• _Excerpt to read_:

>> Begin

Systems and Methods for Natural Language Searching of Structured Data
The invention relates to searching structured data using natural language searches. More specifically and preferably, the invention relates to the use of an inverted file index built from generated documents to make data, typically unsearchable using a natural language search, searchable.
The invention relates to searching structured data using natural language searches. More specifically, the invention relates to using data that is typically not searchable using a natural language search and making it searchable with a natural language search.
BACKGROUND OF THE INVENTIONOften, when people have a topic to research, they turn to the internet. Through the internet, people may access search engines from many companies including Google, Microsoft, and others.
In order to research a given topic, people will typically perform a natural language or keyword search. A natural language search is a search wherein the searcher uses a regular spoken language, such as English, to enter a search. For example, the searcher may access www.google.com and enter “what is the best time to plant grass seed?” in the search box. This particular search returned over 1,000,000 results. Similarly, a keyword search is a search, not necessarily using regular spoken language (i.e., sentences), wherein at least one word is entered. Such a search may be used to attempt to find documents with at least one of the entered words. For example, the searcher may access www.google.com and enter “grass seed plant best time” in the search box. This particular search returned over 800,000 results.
As used herein, the term “natural language search” includes keyword searches. Searchers use search engines from Google, Microsoft, and various other companies to conduct natural language searches. It is noted that, as used herein, both the natural language searches and keyword searches do not include searches performed on entered words in a form wherein the searcher is limited to a particular set of words. For example, the website http://apartments.cazoodle.com permits one to search for apartments but only if the search is limited to, e.g., a city or state. A search for the term “three bedrooms” will not identify any results (instead, this type of search may be performed by using a pull-down menu on the website).
The results of natural languages searches are from unstructured data. As used herein, “data” includes any type of information and includes but is not limited to both numbers and text.

>> End

• _Set task 1_:
Rewrite the paragraph of the patent excerpt beginning "In order to research a given topic" as a short bulleted list that keeps its main facts.
• _Set task 2_:
Answer these questions from the patent excerpt:
(a) What is the invention said to use to make data that is typically unsearchable with a natural language search searchable?
(b) Which website is cited as allowing apartment searches only when limited to, for example, a city or state?
(c) What kind of data do the results of natural language searches come from?
• _Set task 3_:
Translate this sentence from the patent excerpt into Spanish: "As used herein, “data” includes any type of information and includes but is not limited to both numbers and text."
The stored data that comes next is separate material, not part of the patent excerpt.

[Stored data]
>> Begin

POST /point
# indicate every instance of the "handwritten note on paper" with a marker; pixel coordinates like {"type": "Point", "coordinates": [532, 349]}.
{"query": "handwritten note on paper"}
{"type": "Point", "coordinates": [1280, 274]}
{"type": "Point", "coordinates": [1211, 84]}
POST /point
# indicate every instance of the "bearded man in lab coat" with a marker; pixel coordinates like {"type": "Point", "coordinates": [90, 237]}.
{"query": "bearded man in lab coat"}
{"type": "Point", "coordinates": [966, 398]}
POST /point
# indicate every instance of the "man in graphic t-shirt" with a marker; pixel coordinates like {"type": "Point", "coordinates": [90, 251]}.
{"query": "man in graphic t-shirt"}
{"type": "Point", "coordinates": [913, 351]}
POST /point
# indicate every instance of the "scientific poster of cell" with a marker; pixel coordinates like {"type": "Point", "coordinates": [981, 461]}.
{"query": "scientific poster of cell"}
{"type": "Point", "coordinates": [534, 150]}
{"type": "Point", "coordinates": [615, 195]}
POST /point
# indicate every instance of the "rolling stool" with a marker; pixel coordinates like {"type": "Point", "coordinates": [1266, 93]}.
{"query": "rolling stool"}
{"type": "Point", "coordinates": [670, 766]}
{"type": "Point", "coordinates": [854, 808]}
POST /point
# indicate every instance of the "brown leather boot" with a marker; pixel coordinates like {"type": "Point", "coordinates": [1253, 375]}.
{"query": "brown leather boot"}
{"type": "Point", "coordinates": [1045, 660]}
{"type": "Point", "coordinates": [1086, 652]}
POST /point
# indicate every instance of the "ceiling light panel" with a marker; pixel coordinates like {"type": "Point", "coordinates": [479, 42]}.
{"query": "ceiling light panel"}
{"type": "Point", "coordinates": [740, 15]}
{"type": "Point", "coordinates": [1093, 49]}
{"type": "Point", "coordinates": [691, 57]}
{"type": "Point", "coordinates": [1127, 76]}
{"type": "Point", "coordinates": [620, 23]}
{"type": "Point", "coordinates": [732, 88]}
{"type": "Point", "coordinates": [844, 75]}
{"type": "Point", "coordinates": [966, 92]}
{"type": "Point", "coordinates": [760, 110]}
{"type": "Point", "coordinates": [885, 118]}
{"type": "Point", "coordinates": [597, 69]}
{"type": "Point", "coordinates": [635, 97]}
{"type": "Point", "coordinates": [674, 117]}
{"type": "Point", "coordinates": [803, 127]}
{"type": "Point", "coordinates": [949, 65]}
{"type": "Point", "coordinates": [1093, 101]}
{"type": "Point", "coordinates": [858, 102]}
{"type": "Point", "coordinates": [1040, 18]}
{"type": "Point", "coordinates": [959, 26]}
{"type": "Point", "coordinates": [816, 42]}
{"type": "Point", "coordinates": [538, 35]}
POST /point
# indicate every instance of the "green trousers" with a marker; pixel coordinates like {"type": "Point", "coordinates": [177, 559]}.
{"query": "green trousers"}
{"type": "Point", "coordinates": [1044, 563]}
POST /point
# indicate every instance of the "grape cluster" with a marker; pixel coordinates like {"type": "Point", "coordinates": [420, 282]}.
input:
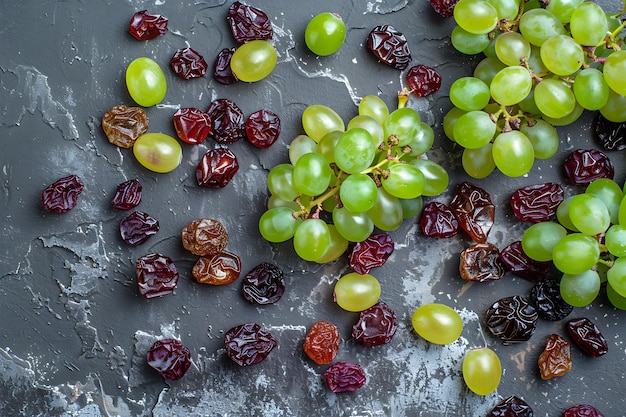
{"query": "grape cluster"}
{"type": "Point", "coordinates": [342, 180]}
{"type": "Point", "coordinates": [543, 66]}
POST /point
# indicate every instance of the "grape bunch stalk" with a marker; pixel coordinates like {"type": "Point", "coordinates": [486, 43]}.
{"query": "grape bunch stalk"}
{"type": "Point", "coordinates": [544, 64]}
{"type": "Point", "coordinates": [344, 180]}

>> End

• _Finished answer 1_:
- People usually research a topic with a natural language search or a keyword search.
- In a natural language search, the searcher types the search in a regular spoken language such as English. Entering "what is the best time to plant grass seed?" at www.google.com returned over 1,000,000 results.
- In a keyword search, the searcher enters at least one word, not necessarily in sentences, to find documents containing at least one of those words. Entering "grass seed plant best time" at www.google.com returned over 800,000 results.

• _Finished answer 2_:
(a) An inverted file index built from generated documents
(b) http://apartments.cazoodle.com
(c) Unstructured data

• _Finished answer 3_:
Tal como se usa en el presente documento, «datos» incluye cualquier tipo de información e incluye, entre otros, tanto números como texto.